__VORGEGEBENER TEXT__:
▽

Die Arbeit des NDR Rundfunkrats: Ausführliche Bilanz der Amtsperiode 1997 - 2002

1997

Gemäß NDR-Staatsvertrag konstituierte sich der NDR Rundfunkrat nach Ablauf seiner fünfjährigen Amtszeit am 23. Mai 1997 neu. Mit 34 von 58 Mitgliedern bestand der Rundfunkrat erstmals mehrheitlich aus Frauen. Am 13. Juni nahm das Gremium als eine seiner ersten Aufgaben die Wahl der Mitglieder des NDR Verwaltungsrates vor.

Der Rundfunkrat sah seine Hauptaufgabe in der Unterstützung und kritischen Begleitung der Ziele des NDR, sowohl im Fernsehen wie auch im Hörfunk Programme auf hohem Niveau anzubieten. Der Rundfunkrat und seine Ausschüsse unterstützten den NDR in seinem Bestreben, sich mit seinen Programmen für Mehrheiten und Minderheiten auf dem Medienmarkt leistungsstark und wettbewerbsfähig zu behaupten.

Der NDR Rundfunkrat setzte sich in Resolutionen nachdrücklich dafür ein, dass Direktübertragungen von Ereignissen besonderer gesellschaftlicher Bedeutung und insbesondere sportliche Großveranstaltungen auch zukünftig im freien Fernsehen ohne zusätzliche Kosten für den Zuschauer empfangbar sein müssen.

Bei der Entwicklung des digitalen Fernsehmarktes in der Bundesrepublik Deutschland formulierte der Rundfunkrat seine Erwartung, dass geeignete Regelungen zur Sicherung des chancen- und diskriminierungsfreien Zugangs aller Programmveranstalter zum digitalen Fernsehen geschaffen werden müssen, um eine ausgewogene Basis für die erfolgreiche Fortsetzung des dualen Systems sicher zu stellen.

Entschieden wandte sich der NDR Rundfunkrat gegen den Versuch des Verbandes privater Rundfunk- und Telekommunikation (VPRT), mit seinem Papier "Kommunikations- und Medienordnung 2000 plus" das duale Rundfunksystem in Deutschland einseitig zugunsten kommerzieller Anbieter zu verschieben.

△

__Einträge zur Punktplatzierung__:
▽

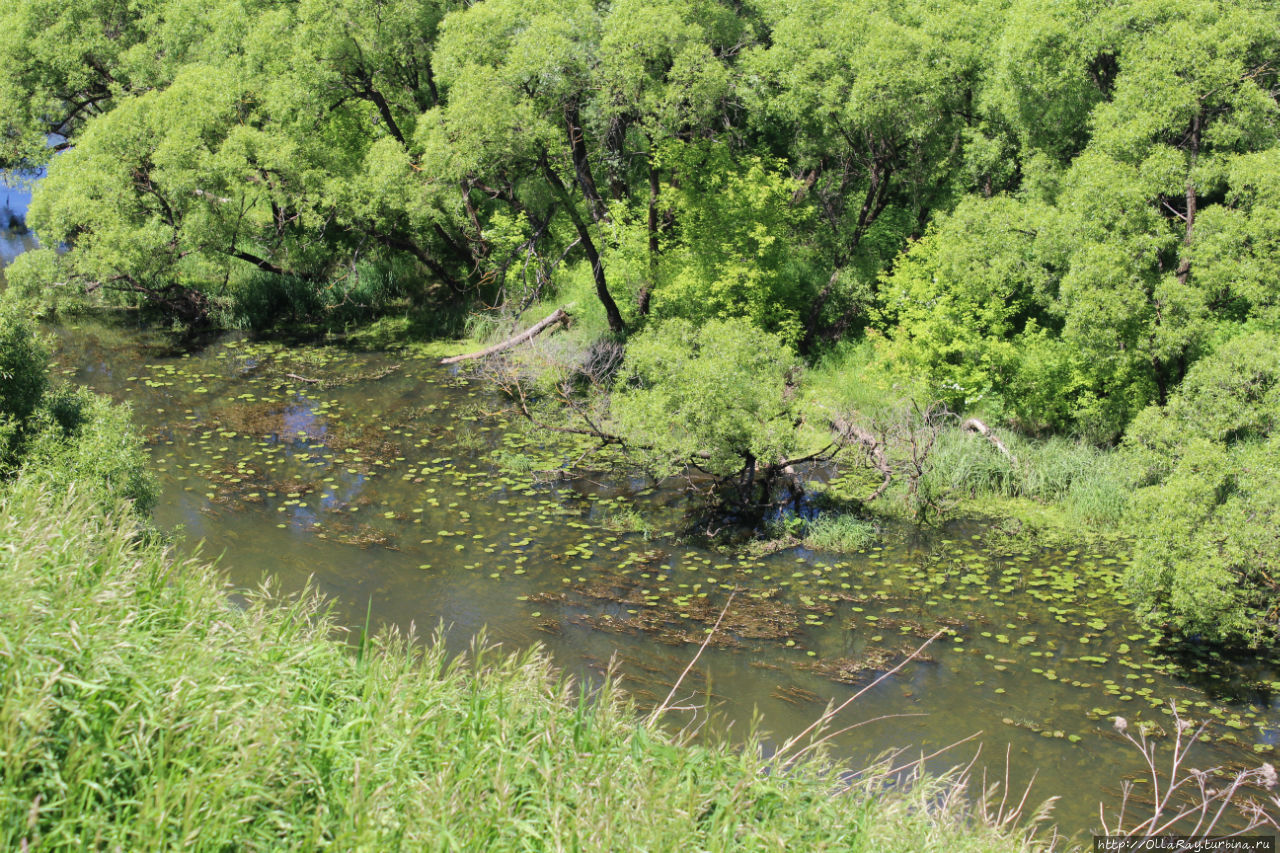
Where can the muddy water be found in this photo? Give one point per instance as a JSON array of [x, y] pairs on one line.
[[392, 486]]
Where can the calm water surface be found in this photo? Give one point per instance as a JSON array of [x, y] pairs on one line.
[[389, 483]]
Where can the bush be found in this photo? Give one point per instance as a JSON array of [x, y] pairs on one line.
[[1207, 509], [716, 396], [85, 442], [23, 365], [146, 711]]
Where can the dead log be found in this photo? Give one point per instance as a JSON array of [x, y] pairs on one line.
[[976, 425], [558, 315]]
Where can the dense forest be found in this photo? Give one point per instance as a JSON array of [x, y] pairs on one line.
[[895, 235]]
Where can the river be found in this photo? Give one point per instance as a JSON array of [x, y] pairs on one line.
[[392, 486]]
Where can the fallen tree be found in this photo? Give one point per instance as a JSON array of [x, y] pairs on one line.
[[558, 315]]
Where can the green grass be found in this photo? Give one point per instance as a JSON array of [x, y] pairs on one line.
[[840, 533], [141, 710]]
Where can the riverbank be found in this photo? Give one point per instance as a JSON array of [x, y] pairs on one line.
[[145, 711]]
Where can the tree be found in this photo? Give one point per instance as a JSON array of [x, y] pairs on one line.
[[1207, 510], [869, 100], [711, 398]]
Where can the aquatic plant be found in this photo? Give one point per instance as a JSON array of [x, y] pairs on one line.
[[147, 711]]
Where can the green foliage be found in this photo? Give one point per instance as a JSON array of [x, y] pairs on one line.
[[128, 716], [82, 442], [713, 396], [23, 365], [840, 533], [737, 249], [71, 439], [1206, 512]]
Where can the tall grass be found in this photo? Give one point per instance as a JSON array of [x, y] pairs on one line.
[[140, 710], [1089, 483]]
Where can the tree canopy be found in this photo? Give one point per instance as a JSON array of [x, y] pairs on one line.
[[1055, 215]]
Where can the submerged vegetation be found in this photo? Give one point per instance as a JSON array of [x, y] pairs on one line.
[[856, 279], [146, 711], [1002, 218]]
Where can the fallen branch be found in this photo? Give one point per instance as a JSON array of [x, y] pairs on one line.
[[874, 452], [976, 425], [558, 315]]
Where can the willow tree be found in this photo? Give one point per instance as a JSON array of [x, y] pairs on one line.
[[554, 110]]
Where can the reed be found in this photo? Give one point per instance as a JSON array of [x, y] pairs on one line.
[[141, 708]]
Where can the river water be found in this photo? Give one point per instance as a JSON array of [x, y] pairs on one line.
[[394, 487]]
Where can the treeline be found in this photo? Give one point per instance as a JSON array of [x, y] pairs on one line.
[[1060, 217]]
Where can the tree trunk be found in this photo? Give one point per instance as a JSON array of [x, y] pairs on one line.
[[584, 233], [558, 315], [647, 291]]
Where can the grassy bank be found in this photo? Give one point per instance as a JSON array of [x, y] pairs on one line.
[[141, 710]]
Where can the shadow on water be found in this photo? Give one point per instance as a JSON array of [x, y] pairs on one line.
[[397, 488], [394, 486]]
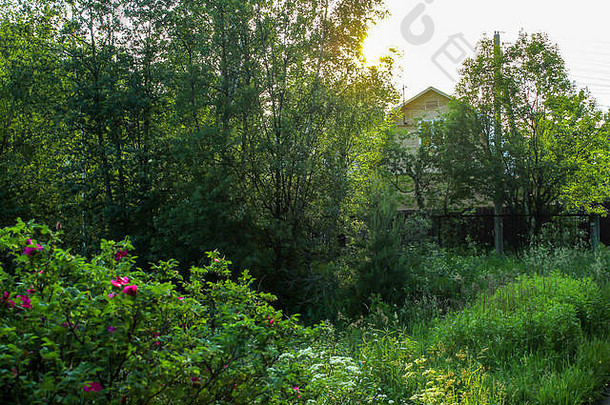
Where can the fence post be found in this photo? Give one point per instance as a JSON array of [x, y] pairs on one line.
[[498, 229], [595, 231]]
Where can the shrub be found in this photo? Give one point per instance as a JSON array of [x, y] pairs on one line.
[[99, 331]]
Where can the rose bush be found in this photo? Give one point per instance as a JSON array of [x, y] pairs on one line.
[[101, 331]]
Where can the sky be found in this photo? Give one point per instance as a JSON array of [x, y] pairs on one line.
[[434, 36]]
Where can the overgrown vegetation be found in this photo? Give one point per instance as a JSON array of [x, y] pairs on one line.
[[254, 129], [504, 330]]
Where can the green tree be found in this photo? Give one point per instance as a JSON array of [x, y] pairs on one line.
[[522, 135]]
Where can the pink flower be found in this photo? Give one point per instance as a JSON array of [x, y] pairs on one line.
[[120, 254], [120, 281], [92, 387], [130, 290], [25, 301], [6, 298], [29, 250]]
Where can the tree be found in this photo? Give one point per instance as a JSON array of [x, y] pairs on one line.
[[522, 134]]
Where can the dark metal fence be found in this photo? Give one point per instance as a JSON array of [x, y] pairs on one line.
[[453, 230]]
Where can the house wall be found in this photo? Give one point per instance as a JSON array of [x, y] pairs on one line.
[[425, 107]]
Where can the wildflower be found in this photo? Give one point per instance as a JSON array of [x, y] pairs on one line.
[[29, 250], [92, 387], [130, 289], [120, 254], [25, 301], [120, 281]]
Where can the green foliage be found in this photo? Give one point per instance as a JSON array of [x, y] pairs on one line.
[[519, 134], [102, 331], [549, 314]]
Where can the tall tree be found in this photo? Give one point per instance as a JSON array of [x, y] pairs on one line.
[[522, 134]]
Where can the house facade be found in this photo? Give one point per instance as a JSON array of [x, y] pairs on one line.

△

__SCHRIFTLICHE AUFGABE 1__: Wiederhole wörtlich den Abschnitt aus dem Text zum NDR Rundfunkrat von "Gemäß NDR-Staatsvertrag konstituierte" bis einschließlich "wettbewerbsfähig zu behaupten.".
__SCHRIFTLICHE AUFGABE 2__: Welche Organisationen und Gremien nennt der Text zum NDR Rundfunkrat mit ihrem Namen? Zähle sie alle auf.

__AUSGABE 1__:
Gemäß NDR-Staatsvertrag konstituierte sich der NDR Rundfunkrat nach Ablauf seiner fünfjährigen Amtszeit am 23. Mai 1997 neu. Mit 34 von 58 Mitgliedern bestand der Rundfunkrat erstmals mehrheitlich aus Frauen. Am 13. Juni nahm das Gremium als eine seiner ersten Aufgaben die Wahl der Mitglieder des NDR Verwaltungsrates vor.

Der Rundfunkrat sah seine Hauptaufgabe in der Unterstützung und kritischen Begleitung der Ziele des NDR, sowohl im Fernsehen wie auch im Hörfunk Programme auf hohem Niveau anzubieten. Der Rundfunkrat und seine Ausschüsse unterstützten den NDR in seinem Bestreben, sich mit seinen Programmen für Mehrheiten und Minderheiten auf dem Medienmarkt leistungsstark und wettbewerbsfähig zu behaupten.

__AUSGABE 2__:
- NDR
- NDR Rundfunkrat
- NDR Verwaltungsrat
- Verband privater Rundfunk- und Telekommunikation (VPRT)